Extract provided
Wednesday, August 25, 2010

Butterflies and the subconscious

i decided to make a stop in to my Eternal Sun Shine.
Over the Last nearly nine months, i have spent a lot of my thoughts over at http://autismandthecrystalbaby.blogspot.com/

Autism has become very spiritually enlightening for me. My three year old is a crystal child, i guess i cant refer to him as a crystal baby. HE's almost four years old now.

Phoenix is getting ready to start school. And i am glad. you have no idea how much energy it takes to keep him balanced. I often read about those sweet loving stories about the crystal children. I laugh to myself after nine more amazing months with Phoenix.
My crystal son walks both in the dark and light. where there is night there is day. when there is Life there is Death.
In the beginning of the spring there were caterpillars roaming the yard, and Phoenix was standing above a caterpillar with it standing looking up at him, and Phoenix lost his balance and stepped on the caterpillar. Charlie was devastated. One Less butterfly, i thought. I know.

well, I have had the biggest butterfly garden i have ever had. Hundreds of butterflies have stopped by our house this year. Not only that, we have around five or six hummingbird that live in our tree in the backyard.

Activity A
Reproduce everything in the blog post about butterflies from "Autism has become" down to "months with Phoenix.".
Activity B
For each statement, decide whether it agrees with the blog post about butterflies, answering yes or no and quoting the deciding words: (i) Phoenix is almost four years old. (ii) Phoenix stepped on the caterpillar on purpose. (iii) The writer is sorry that Phoenix is getting ready to start school.

Stored data
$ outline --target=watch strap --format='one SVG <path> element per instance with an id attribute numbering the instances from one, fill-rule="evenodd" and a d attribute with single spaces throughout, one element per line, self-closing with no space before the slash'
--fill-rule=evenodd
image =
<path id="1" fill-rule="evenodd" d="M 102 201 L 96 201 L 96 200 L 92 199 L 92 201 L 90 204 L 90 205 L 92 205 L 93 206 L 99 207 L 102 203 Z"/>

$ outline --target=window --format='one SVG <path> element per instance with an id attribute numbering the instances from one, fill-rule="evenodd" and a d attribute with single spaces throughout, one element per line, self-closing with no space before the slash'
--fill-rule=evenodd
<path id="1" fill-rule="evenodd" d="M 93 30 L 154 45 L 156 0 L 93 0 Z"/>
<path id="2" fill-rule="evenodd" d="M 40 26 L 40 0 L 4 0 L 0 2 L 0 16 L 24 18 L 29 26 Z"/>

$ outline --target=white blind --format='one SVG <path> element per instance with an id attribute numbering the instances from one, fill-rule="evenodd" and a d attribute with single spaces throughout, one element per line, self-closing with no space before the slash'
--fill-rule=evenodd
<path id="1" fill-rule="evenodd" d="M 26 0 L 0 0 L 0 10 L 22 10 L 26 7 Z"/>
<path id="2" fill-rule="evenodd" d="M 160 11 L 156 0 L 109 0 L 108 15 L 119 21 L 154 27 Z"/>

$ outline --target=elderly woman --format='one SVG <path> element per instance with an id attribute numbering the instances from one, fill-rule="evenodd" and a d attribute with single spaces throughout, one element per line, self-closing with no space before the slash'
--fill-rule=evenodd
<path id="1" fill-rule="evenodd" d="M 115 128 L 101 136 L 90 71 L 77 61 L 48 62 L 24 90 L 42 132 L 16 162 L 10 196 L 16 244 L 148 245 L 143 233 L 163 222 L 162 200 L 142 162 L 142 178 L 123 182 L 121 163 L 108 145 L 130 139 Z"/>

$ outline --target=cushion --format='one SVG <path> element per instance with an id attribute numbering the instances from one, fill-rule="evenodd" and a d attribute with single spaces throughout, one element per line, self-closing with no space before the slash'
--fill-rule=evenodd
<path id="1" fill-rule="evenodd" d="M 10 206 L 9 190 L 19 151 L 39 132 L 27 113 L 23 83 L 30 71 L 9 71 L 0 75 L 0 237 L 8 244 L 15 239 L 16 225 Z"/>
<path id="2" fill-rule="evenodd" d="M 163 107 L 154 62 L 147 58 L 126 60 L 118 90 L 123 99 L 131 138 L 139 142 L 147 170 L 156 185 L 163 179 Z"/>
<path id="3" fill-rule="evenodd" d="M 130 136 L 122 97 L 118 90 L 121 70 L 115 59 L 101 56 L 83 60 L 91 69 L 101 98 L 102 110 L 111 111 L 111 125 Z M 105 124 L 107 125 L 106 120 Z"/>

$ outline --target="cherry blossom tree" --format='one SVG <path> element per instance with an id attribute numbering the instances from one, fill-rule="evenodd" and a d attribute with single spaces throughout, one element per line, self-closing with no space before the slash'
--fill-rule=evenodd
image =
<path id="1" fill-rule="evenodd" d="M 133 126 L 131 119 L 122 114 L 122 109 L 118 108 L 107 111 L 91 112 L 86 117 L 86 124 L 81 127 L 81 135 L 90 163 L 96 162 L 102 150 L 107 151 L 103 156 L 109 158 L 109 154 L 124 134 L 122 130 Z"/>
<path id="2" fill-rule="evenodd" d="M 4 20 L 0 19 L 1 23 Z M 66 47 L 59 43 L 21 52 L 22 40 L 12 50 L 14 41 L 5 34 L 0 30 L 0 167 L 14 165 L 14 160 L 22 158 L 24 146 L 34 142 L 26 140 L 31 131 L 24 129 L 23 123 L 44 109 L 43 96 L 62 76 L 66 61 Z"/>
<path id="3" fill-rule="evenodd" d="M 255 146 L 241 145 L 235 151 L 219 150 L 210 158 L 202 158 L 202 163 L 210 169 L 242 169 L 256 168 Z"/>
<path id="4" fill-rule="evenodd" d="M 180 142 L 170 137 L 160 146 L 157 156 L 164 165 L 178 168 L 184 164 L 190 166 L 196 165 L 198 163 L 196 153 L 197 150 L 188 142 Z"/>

Written solution A
Autism has become very spiritually enlightening for me. My three year old is a crystal child, i guess i cant refer to him as a crystal baby. HE's almost four years old now.

Phoenix is getting ready to start school. And i am glad. you have no idea how much energy it takes to keep him balanced. I often read about those sweet loving stories about the crystal children. I laugh to myself after nine more amazing months with Phoenix.

Written solution B
(i) Yes: "HE's almost four years old now."
(ii) No: "Phoenix lost his balance and stepped on the caterpillar."
(iii) No: "Phoenix is getting ready to start school. And i am glad."